● Source document
——————————
EXCLUSIVE: Writer Heidi Thomas previews what’s coming up in Call the Midwife!

"We really do cry at work on Call The Midwife – all of us!" Series creator Heidi Thomas reveals all about what's ahead for the nuns and midwives

Call the Midwife’s creator and writer Heidi Thomas (pictured) gives TV Times the exclusive lowdown on what’s in store for the residents of Nonnatus House for the rest of series six and beyond…

Sister Mary Cynthia’s mental health treatment

“I have loved writing Sister Mary Cynthia. Bryony Hannah is an extraordinary actress. Her performance in the later episodes of series six is just so pure and so true – it’s absolutely devastating. We have featured mental health stories before, but in 1962 it was extremely difficult to find the perfect treatment for any individual patient. Things were much more raw, not least because mental illness was even more of a taboo than it is now and many people did not receive the help they desperately needed.”



Thalidomide revisited

“There was a huge audience response to the story of baby Susan Mullucks and her family last year. I think it provoked the biggest and most emotional postbag we have ever had. I got to meet a number of Thalidomide survivors and their struggle did not end when they were babies. I wanted to reflect reality by showing how how hard it was for parents to raise a disabled child in a society that was not geared up to support them in any way.

“Susan’s mother Rhoda (Liz White), is going to have to fight for her right to an education, fight for her right to be accepted by others, fight for her right to achieve her potential. The road is hard, but we see the family pulling together and trying to find a way ahead.”



Baby Turner?

Laura Main finding out that Shelagh was going to have a baby was one of my favourite moments ever – she literally ran up and down the car park outside her trailer, squealing! But then came the sinking realisation that not everything is going to be plain sailing in a pregnancy like Shelagh’s – she’s older, she’s been ill in the past, and she works too hard.
——————————
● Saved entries
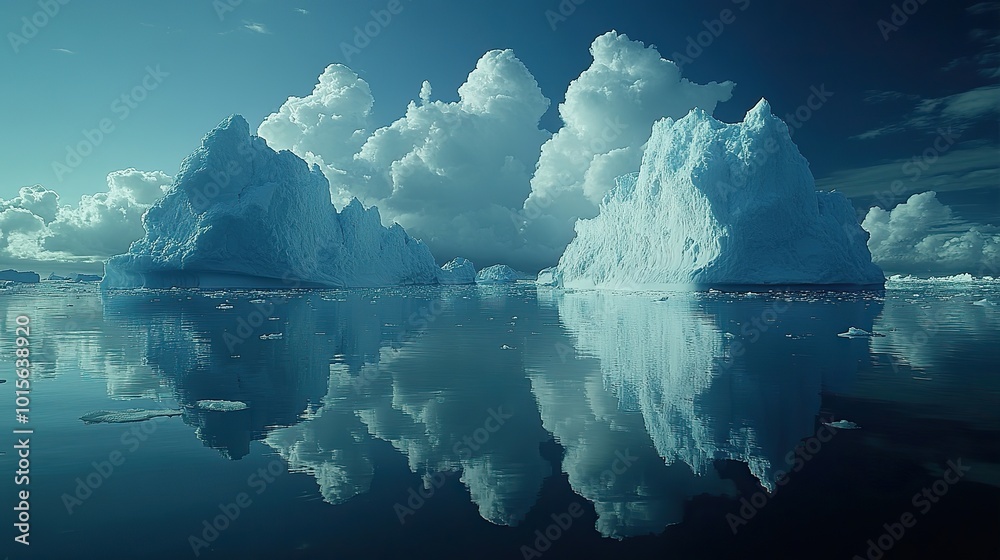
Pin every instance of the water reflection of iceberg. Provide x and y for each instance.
(204, 350)
(426, 398)
(712, 376)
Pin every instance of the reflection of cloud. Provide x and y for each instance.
(700, 395)
(923, 236)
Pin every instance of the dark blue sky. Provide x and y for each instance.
(938, 69)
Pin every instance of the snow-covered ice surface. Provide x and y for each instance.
(240, 214)
(717, 203)
(842, 425)
(854, 332)
(124, 416)
(499, 274)
(221, 405)
(458, 271)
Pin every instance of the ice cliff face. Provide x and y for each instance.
(717, 203)
(241, 214)
(458, 271)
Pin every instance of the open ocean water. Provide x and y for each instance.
(505, 421)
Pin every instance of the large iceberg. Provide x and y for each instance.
(716, 203)
(240, 214)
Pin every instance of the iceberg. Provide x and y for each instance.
(125, 416)
(499, 274)
(719, 204)
(240, 214)
(458, 271)
(16, 276)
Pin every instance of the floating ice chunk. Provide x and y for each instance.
(717, 203)
(221, 406)
(855, 332)
(842, 425)
(128, 415)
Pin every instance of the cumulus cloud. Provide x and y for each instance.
(923, 236)
(478, 177)
(35, 227)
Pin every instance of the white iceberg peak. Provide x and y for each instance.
(718, 203)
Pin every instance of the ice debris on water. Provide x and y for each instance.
(855, 332)
(128, 415)
(221, 405)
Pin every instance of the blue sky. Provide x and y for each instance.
(893, 89)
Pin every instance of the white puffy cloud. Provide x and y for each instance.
(608, 114)
(923, 236)
(478, 177)
(34, 227)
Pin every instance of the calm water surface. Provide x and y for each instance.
(508, 422)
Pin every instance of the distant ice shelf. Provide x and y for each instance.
(240, 214)
(717, 203)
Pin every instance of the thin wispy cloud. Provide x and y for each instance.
(256, 27)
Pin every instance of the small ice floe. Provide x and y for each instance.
(221, 406)
(855, 332)
(842, 425)
(128, 415)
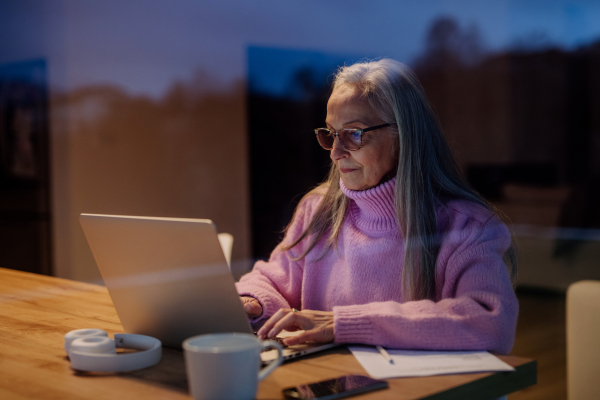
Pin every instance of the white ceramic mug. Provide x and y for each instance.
(226, 365)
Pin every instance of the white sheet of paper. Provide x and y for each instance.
(425, 363)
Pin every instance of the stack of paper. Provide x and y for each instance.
(424, 363)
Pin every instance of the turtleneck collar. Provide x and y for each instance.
(373, 209)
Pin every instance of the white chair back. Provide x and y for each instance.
(583, 340)
(226, 240)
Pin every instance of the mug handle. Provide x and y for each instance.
(273, 364)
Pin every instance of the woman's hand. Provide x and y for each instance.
(251, 306)
(318, 326)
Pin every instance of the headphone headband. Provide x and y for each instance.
(94, 351)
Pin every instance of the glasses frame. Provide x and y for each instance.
(337, 134)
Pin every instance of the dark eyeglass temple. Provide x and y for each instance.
(377, 127)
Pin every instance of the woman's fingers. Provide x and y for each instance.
(291, 321)
(318, 326)
(268, 326)
(321, 334)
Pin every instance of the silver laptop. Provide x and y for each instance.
(168, 278)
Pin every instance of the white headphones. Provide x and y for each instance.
(93, 350)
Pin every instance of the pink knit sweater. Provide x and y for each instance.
(475, 307)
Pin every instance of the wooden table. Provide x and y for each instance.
(36, 311)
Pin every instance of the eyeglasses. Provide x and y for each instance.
(351, 139)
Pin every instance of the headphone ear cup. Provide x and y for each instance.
(94, 345)
(81, 333)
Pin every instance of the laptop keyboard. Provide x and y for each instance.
(278, 340)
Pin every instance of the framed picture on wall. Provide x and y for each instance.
(23, 120)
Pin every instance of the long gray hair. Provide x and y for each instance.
(426, 173)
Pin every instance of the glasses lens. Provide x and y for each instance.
(325, 138)
(350, 138)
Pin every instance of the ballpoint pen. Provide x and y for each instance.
(385, 354)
——————————
● Task list
1. Please repeat the stretch of the Call the Midwife preview from "Laura Main finding" through "works too hard.", word for word.
2. Answer these from the Call the Midwife preview:
(a) In what year was it extremely difficult to find the perfect mental health treatment for any individual patient?
(b) Which actress plays Susan's mother Rhoda?
(c) Where did Laura Main run up and down after finding out Shelagh was going to have a baby?
The material has no connection to the Call the Midwife preview.

● Set of answers
1.
Laura Main finding out that Shelagh was going to have a baby was one of my favourite moments ever – she literally ran up and down the car park outside her trailer, squealing! But then came the sinking realisation that not everything is going to be plain sailing in a pregnancy like Shelagh’s – she’s older, she’s been ill in the past, and she works too hard.

2.
(a) 1962
(b) Liz White
(c) The car park outside her trailer